Exercise instructions - Make an exact copy of all the data.

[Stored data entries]
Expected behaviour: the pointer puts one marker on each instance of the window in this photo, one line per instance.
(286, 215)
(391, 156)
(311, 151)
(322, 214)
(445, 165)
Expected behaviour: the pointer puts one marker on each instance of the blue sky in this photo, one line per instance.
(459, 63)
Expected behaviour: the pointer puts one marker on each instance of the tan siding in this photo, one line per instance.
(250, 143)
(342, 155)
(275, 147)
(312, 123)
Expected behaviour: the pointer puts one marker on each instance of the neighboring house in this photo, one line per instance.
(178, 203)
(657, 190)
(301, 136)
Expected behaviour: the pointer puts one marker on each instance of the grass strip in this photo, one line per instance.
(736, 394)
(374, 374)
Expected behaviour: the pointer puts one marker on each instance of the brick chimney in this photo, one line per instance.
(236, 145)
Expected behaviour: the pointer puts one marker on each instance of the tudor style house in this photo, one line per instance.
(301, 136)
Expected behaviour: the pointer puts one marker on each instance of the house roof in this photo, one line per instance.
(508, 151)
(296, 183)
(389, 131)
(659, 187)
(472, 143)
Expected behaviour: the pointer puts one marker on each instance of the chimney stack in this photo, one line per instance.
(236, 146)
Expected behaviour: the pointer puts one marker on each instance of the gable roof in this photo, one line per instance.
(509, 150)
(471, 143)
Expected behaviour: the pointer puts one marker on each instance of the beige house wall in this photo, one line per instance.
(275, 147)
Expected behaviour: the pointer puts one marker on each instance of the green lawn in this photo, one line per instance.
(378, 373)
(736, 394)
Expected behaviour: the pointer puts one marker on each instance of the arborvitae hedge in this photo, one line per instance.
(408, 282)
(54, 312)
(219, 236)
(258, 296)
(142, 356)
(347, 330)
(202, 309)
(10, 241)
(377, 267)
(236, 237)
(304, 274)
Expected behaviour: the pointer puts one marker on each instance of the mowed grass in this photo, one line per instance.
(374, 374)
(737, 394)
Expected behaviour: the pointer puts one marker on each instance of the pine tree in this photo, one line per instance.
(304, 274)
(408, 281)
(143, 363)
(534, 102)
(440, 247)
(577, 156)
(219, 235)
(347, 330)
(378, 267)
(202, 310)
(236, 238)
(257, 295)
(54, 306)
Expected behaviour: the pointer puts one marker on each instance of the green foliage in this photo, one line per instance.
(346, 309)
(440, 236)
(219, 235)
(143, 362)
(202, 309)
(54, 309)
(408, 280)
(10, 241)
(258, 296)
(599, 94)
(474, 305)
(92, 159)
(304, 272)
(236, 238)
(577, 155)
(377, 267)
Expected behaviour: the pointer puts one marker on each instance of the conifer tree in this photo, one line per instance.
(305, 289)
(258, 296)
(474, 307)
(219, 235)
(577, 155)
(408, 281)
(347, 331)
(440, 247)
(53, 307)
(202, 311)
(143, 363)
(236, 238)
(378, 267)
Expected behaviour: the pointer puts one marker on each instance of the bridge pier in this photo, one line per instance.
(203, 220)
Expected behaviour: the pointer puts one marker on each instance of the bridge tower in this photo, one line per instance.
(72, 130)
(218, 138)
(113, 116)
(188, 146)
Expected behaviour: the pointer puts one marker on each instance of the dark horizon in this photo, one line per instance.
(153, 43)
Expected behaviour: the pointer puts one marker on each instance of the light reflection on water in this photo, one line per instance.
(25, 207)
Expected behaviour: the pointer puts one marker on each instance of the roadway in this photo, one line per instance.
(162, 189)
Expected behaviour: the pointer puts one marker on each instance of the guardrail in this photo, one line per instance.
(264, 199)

Exercise result -
Expected behaviour: the pointer puts one marker on each instance of the window in this photo, one line per instance.
(286, 215)
(391, 156)
(311, 151)
(322, 214)
(445, 165)
Expected behaviour: the pointer puts one marker on each instance of the blue sky in this photo, one line per instance.
(459, 63)
Expected behaviour: the pointer puts one marker on each instance of the tan siding in this photo, one line per instance.
(250, 143)
(342, 155)
(275, 147)
(312, 123)
Expected behaviour: the pointer puts one marker on each instance of the neighboring house in this photo, one line per instance.
(178, 203)
(657, 190)
(301, 136)
Expected behaviour: the pointer puts one marker on each instance of the grass strip in this photo, one line per instance.
(736, 394)
(374, 374)
Expected behaviour: the pointer puts one marker on each instance of the brick chimney in this photo, one line per instance.
(236, 145)
Expected behaviour: the pointer puts one marker on each instance of the tudor style house in this photo, one line per instance.
(301, 136)
Expected behaviour: the pointer puts one marker on each instance of the house roof in this photo, one line per instance.
(508, 151)
(296, 183)
(389, 131)
(659, 187)
(472, 143)
Expected behaviour: the pointer puts one marker on each instance of the chimney stack in this photo, one line per instance.
(236, 146)
Expected behaviour: the pointer puts one marker on each instance of the gable roof in this photo, one line per instance.
(509, 150)
(471, 143)
Expected behaviour: the pointer puts one marker on each instance of the beige house wall in this photo, one line per instance.
(275, 147)
Expected behaviour: the pointer puts one marker on each instance of the green lawn in this photo, one line per instance.
(378, 373)
(736, 394)
Expected behaviour: the pointer puts one marker on each instance of the arborvitae hedge in this photo, one line per instance.
(408, 282)
(54, 312)
(219, 236)
(258, 296)
(142, 356)
(347, 330)
(202, 309)
(10, 241)
(377, 267)
(236, 237)
(304, 274)
Expected behaviour: the pointer puts one marker on each instance of the mowed grass in this photo, one line per instance.
(374, 374)
(737, 394)
Expected behaviour: the pointer puts one marker on each instance of the pine tree in this photo, one line per instance.
(304, 274)
(408, 281)
(143, 363)
(534, 102)
(440, 247)
(577, 156)
(219, 235)
(347, 330)
(378, 267)
(202, 310)
(236, 238)
(257, 295)
(54, 306)
Expected behaviour: the pointer puts one marker on each instance of the green foliage in this photo, one line per instance.
(346, 309)
(440, 236)
(219, 235)
(143, 362)
(202, 309)
(54, 309)
(408, 280)
(10, 241)
(258, 296)
(599, 94)
(474, 305)
(92, 159)
(304, 272)
(236, 238)
(577, 155)
(377, 267)
Expected behaviour: the pointer puts one marker on each instance of the conifer tree in this photo, one line per instance.
(305, 289)
(258, 296)
(474, 307)
(219, 235)
(577, 155)
(408, 281)
(347, 331)
(440, 247)
(53, 307)
(202, 311)
(143, 363)
(236, 238)
(378, 267)
Expected behaviour: the pointer puts one marker on each instance of the bridge pier in this photo, one line per instance.
(203, 220)
Expected behaviour: the pointer puts one marker on each instance of the bridge tower in this photo, one line per instance.
(72, 130)
(218, 138)
(113, 116)
(188, 146)
Expected behaviour: the pointer puts one marker on each instance of the dark horizon in this photo, one line per instance.
(153, 43)
Expected behaviour: the pointer puts one marker on each instance of the light reflection on water in this photo, one line per instance.
(25, 207)
Expected behaviour: the pointer puts one marker on each instance of the roadway in this photo, one line per instance.
(162, 189)
Expected behaviour: the pointer puts one marker on each instance of the guardrail in this photo, one line per instance.
(264, 199)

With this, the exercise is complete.